TEXT EXCERPT:
-------------------------

In some embodiments, a diverse selection (DS) process can be performed using a D-optimal design strategy (Euclidian distance metric, Tanimoto Similarity Coefficient, 10,000 Monte Carlo Steps at 300 K, with a Monte Carlo Seed of 11122, and termination after 1,000 idle steps), as implemented in Cerius[0038] ²™ (version 4.0; Molecular Simulations Inc., San Diego, Calif.). In a DS process, compounds are selected to maximize representation in the test library. For example, if the compounds have characteristics that make them cluster in some way (e.g., by similar morphology), then fewer compounds in the cluster are selected in order to increase the representation of other compounds in the training set.
In other embodiments, a diverse selection of 5,000 compounds was randomized with regard to the biological activity, yielding a diverse/randomized (DR) training set. The compounds in the diverse/randomized (DR) training set are randomly assigned biological activities, and a model is created. If the created model does not perform well, then the selected training set is desirable since the biological activities were randomly assigned and were not derived from actual testing. For example, 10 independent rounds of randomization can be performed where compounds are randomly (using a random number generator) assigned to the activity bins proportionately to their initial distribution, but without regard to their chemical structure and their measured biological activity. [0039]
In other embodiments, a random (RS) selection process can be used to form the training set. A training set formed by a random selection process is a stochastic sampling of a complete library, and therefore represents the information content in proportion to its distribution in the test library. In a sense, the information content is lower in a training set formed by random selection than by diverse selection. In a random selection process, densely populated areas with repetitive information are sampled more frequently than sparsely populated areas containing unique information. [0040]
IV. Assaying [0041]
The compounds in the training set may be assayed to determine their biological activity. In some embodiments, an ion channel assay may constitute a homomultimeric, or heteromultimeric isoform of a single ion channel, or multiple ion channels related through their gene sequence (i.e., a “gene family”). If an assay constituting a homomultimeric or heteromultimeric ion channel of the same gene family is used, it is possible to establish a “gene family library space” by intersecting the screening results for different ion channel types (i.e., intersecting models). A “gene family library space” refers to a library consisting of compounds that work against more than one type of ion channel. For example, compounds in a gene family library space may work against two or more types of ion channels. A “gene specific library space” may be formed by subtracting the results of different screening results for different ion channel types (i.e., differentiating models). A “gene specific library space” refers to a library consisting of compounds that work preferentially against one type of ion channel. In embodiments of the invention, such gene family libraries and gene specific libraries may be present in electronic databases. [0042]
The biological activities determined by the assaying process may be defined by two or more classes (e.g., high activity and low activity). Preferably, the biological activities may be defined by three of more related classes (e.g., high activity, moderate activity, and low activity). For example, the screening assay determines the biological activity of each compound. Each compound is then assigned to a particular class with a predetermined activity range, based on the determined biological activity. In some embodiments, the activity ranges for the different classes may include “high activity”, “moderate activity”, “low activity”, and “inactive”. The skilled artisan can determine the quantitative bounds of the classes. [0043]
Surprisingly and unexpectedly, improved predictability can be obtained by classifying activity data into more than two classes of biological activity. As shown in the Examples below, embodiments of the invention exhibit significantly improved predictability in comparison to, for example, conventional binary recursive partitioning processes. Embodiments of the invention represent an improvement over the methods published by Gao and Bajorath, [0044] Mol. Diversity, 4:115-130 (1999) (discussed below).

-------------------------

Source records
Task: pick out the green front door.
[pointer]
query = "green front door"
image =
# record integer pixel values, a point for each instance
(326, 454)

-------------------------

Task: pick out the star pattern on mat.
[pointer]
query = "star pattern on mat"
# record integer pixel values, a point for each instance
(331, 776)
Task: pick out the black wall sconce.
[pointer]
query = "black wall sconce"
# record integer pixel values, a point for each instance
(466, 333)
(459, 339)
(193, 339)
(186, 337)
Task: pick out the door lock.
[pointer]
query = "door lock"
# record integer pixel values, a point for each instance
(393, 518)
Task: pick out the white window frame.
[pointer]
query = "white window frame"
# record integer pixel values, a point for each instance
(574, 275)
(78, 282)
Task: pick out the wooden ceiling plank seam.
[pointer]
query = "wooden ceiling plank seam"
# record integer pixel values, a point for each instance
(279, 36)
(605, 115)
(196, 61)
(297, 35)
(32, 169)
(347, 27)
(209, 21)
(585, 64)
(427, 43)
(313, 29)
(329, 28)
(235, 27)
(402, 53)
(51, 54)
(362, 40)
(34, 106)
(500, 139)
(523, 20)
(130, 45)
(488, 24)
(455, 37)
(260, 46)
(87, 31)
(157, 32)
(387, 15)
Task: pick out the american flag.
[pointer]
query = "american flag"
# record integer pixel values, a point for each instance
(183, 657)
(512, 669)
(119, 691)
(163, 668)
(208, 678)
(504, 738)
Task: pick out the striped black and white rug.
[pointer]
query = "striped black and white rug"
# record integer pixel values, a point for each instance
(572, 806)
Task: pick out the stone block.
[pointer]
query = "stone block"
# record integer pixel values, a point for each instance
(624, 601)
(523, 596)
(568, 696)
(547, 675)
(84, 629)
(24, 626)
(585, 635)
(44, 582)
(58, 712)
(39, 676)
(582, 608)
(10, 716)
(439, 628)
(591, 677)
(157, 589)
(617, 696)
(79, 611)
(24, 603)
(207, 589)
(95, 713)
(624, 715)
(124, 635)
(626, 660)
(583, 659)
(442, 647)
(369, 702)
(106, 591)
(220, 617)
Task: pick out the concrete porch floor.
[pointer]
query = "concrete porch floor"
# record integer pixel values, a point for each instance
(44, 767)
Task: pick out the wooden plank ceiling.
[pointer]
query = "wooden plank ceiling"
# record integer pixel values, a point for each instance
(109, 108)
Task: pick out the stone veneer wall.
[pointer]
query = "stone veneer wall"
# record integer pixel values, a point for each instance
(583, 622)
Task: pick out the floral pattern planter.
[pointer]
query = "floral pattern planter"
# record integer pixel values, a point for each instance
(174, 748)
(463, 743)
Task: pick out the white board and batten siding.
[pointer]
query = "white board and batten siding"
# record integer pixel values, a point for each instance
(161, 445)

-------------------------

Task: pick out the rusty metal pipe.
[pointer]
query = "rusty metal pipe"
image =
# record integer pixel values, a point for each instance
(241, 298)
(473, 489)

-------------------------

For each statement below, say yes or no to whether it agrees with the text on training-set selection and assaying, and quote the words of the text that decide it.
1. In a random selection process, densely populated areas are sampled more often than sparsely populated areas.
2. A gene specific library space is formed by intersecting the screening results for different ion channel types.
3. The quantitative bounds of the activity classes are left for the skilled artisan to determine.

WRITTEN SOLUTION:
1. Yes: "In a random selection process, densely populated areas with repetitive information are sampled more frequently than sparsely populated areas containing unique information."
2. No: "may be formed by subtracting the results of different screening results for different ion channel types"
3. Yes: "The skilled artisan can determine the quantitative bounds of the classes."